From the rows below, pick out and copy every line that contains the word "laundry". Treat a match as case-sensitive.

··· RECORDS PROVIDED

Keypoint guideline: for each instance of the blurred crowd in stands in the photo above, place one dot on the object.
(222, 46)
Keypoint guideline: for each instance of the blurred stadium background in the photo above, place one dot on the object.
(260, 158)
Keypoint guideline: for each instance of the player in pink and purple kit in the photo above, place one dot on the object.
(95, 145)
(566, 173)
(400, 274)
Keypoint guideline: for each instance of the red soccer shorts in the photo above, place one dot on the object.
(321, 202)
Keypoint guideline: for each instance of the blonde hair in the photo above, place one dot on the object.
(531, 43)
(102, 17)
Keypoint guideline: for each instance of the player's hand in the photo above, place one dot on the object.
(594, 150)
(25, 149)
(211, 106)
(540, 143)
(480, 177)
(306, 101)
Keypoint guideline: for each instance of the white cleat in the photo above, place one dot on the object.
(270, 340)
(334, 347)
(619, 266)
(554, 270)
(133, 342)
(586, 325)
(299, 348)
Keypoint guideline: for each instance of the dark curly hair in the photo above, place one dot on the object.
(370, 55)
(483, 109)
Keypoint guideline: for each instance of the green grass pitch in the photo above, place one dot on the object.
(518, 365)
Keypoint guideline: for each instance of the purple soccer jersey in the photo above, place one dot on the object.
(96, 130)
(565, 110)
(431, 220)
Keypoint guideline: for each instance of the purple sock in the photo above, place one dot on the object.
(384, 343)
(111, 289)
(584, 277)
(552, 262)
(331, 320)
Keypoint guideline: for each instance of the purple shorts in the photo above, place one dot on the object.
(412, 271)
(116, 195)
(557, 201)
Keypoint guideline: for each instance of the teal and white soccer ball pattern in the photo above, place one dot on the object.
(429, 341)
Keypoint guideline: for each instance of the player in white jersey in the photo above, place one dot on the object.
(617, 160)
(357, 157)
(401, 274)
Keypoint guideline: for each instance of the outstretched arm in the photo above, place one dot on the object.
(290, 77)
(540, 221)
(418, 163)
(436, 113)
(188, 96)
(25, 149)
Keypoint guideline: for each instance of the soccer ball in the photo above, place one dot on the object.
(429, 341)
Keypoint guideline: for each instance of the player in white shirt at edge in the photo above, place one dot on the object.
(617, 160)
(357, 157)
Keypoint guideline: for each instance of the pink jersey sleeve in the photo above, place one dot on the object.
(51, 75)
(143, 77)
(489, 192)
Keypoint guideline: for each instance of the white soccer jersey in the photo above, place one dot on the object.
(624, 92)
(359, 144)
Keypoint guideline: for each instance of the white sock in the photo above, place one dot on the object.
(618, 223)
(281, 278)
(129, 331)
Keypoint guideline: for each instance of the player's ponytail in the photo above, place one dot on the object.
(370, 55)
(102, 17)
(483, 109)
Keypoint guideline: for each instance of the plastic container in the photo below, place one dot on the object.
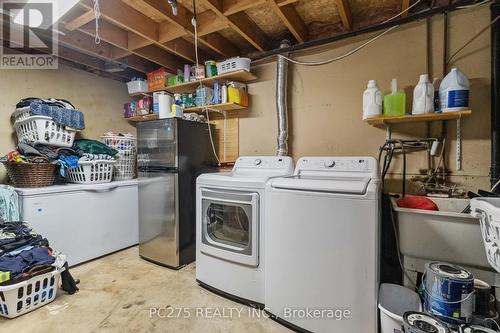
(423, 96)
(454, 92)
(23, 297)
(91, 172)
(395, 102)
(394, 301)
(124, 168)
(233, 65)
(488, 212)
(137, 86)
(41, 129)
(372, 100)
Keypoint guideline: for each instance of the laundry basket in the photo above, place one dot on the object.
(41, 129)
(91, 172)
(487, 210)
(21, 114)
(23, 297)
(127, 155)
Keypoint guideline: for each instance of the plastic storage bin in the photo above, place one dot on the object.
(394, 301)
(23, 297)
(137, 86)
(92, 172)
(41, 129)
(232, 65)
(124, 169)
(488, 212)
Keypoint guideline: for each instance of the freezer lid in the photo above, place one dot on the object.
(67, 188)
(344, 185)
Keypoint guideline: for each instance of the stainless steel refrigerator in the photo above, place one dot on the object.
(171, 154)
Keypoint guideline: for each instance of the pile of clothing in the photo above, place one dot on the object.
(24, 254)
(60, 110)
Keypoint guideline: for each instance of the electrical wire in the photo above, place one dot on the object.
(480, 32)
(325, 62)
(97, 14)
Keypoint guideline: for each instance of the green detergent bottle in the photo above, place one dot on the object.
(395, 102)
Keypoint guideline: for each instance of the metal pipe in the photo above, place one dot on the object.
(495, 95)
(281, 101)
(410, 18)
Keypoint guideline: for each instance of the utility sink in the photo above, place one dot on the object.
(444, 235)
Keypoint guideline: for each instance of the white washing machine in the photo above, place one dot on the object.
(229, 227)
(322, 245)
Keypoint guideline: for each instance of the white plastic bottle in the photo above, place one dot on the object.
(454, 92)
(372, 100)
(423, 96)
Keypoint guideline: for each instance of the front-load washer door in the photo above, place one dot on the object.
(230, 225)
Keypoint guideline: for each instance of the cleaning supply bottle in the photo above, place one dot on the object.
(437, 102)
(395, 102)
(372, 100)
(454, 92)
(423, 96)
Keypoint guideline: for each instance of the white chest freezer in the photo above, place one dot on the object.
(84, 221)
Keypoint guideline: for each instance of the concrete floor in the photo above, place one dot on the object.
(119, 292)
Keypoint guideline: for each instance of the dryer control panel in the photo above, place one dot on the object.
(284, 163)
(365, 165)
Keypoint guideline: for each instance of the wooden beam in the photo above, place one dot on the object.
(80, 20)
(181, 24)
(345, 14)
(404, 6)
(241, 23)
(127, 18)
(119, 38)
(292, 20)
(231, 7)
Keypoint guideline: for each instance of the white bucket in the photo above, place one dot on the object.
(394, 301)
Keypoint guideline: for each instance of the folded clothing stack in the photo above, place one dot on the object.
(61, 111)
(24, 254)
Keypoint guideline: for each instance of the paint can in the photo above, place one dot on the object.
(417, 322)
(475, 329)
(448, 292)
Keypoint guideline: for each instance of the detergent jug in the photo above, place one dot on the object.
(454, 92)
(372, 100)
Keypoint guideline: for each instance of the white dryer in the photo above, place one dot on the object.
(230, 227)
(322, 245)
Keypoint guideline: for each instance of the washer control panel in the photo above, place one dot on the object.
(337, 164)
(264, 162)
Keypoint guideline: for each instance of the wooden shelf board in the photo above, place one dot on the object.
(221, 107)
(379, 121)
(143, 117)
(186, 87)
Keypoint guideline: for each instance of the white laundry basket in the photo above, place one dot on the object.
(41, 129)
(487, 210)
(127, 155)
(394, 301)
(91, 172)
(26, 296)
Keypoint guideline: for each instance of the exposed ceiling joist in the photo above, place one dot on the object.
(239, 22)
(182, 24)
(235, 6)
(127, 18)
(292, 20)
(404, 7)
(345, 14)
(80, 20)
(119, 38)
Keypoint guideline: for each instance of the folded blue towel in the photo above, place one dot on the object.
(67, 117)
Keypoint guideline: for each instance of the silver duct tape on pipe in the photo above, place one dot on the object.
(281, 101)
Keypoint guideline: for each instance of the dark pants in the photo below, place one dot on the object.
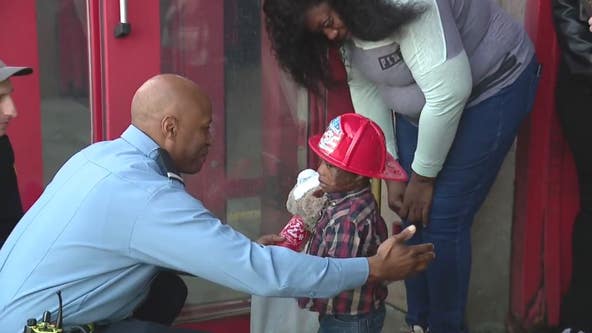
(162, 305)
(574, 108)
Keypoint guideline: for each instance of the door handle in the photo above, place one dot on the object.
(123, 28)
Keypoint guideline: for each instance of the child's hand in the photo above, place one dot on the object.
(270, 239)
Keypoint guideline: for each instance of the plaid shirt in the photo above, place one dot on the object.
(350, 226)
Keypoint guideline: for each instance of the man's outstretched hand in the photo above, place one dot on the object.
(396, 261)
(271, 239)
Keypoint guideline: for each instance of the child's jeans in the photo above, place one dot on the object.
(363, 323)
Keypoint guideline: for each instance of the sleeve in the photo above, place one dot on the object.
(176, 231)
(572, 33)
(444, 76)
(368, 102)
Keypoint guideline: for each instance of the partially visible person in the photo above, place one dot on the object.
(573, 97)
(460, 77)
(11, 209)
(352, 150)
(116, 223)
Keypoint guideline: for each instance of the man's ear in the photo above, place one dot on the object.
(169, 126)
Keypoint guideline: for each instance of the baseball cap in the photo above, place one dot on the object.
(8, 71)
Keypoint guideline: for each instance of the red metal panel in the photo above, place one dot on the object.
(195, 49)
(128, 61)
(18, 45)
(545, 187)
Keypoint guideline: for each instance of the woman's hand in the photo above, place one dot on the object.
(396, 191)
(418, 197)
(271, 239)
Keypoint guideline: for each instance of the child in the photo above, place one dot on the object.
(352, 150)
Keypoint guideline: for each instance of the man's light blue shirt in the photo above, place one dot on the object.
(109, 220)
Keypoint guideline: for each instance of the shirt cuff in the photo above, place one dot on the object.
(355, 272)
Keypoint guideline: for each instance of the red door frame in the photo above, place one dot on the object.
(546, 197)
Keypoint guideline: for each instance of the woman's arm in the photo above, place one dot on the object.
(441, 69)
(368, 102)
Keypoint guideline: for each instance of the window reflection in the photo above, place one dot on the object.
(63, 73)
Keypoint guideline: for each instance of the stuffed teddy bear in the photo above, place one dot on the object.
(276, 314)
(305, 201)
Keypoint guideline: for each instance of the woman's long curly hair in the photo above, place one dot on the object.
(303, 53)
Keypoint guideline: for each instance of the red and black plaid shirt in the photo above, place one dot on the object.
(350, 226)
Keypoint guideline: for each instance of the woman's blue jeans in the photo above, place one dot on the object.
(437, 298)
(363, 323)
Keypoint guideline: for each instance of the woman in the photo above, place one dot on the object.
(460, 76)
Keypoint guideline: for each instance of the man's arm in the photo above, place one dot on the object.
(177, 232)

······
··· RECORDS PROVIDED

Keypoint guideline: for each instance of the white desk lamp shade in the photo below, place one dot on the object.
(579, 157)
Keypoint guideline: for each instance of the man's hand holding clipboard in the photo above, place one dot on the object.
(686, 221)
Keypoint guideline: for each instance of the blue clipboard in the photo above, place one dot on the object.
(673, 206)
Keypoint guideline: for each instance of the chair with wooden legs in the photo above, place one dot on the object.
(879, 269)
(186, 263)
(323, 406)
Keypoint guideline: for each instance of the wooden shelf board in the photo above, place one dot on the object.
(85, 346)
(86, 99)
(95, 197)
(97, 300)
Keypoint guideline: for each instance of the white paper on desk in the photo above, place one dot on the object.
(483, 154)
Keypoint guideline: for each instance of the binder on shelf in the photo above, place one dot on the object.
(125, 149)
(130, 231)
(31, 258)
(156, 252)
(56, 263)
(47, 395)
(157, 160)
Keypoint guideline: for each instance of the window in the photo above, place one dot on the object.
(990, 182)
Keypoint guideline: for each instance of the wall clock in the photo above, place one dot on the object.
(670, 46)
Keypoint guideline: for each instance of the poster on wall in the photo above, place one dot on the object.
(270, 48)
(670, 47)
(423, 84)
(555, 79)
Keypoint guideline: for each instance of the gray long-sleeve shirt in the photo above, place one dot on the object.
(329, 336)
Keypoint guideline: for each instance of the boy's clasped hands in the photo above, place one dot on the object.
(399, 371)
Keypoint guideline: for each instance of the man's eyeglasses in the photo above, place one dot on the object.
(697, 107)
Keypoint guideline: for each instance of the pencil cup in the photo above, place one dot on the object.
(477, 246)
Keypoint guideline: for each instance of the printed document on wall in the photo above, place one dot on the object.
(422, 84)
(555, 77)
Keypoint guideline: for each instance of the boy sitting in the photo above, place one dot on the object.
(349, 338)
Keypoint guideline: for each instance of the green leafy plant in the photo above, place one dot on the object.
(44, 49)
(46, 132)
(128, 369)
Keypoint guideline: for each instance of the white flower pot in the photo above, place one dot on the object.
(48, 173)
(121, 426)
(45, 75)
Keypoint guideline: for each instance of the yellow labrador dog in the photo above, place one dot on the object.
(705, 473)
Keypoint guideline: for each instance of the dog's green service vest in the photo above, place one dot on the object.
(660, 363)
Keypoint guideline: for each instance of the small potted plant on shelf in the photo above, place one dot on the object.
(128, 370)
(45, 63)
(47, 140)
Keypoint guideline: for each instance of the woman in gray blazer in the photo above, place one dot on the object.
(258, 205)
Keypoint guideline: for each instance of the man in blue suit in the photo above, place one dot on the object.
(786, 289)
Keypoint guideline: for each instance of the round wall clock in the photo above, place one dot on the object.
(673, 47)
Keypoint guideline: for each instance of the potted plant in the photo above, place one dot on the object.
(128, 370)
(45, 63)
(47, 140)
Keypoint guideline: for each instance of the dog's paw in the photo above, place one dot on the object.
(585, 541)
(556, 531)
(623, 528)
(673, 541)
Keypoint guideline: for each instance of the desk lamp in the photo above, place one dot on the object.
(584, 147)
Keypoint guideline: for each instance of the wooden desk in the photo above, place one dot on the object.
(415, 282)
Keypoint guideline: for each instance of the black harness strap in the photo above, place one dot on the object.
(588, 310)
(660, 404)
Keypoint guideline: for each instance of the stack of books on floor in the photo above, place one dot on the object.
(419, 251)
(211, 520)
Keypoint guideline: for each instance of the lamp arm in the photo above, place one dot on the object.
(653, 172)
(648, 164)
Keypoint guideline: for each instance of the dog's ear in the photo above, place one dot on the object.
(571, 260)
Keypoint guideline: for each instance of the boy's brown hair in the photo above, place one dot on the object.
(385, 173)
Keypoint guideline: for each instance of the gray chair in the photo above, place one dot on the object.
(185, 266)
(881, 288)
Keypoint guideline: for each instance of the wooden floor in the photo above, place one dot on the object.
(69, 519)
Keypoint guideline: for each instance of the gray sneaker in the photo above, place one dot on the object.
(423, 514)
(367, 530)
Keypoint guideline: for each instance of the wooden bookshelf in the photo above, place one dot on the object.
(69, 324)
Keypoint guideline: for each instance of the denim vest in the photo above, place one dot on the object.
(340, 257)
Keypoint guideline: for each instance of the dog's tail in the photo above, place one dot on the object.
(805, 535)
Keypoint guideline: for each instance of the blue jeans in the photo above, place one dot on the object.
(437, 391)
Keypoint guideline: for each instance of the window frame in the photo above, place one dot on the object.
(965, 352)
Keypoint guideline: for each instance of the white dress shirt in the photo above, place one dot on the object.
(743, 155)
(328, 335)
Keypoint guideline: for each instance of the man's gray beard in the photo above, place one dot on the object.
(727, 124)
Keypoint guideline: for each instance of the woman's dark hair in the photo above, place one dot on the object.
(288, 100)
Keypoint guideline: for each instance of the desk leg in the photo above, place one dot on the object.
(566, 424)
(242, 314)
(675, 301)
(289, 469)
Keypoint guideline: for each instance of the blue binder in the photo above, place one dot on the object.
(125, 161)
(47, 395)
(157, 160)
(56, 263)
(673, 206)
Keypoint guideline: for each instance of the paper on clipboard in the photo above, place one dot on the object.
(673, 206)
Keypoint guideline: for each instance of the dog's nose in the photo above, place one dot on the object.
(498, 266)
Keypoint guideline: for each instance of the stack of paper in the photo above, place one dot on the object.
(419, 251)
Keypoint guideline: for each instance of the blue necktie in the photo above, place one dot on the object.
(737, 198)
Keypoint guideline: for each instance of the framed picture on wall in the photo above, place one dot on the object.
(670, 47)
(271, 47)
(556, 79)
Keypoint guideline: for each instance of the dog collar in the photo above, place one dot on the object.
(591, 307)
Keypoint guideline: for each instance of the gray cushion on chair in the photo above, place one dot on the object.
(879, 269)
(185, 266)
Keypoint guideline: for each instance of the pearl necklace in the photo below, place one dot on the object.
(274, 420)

······

# RESULT BELOW
Keypoint guideline: for each instance of the laundry basket in the photo above, place one dot on the object.
Keypoint guideline: for each instance of the white laundry basket in the photo above, place one dot on the object.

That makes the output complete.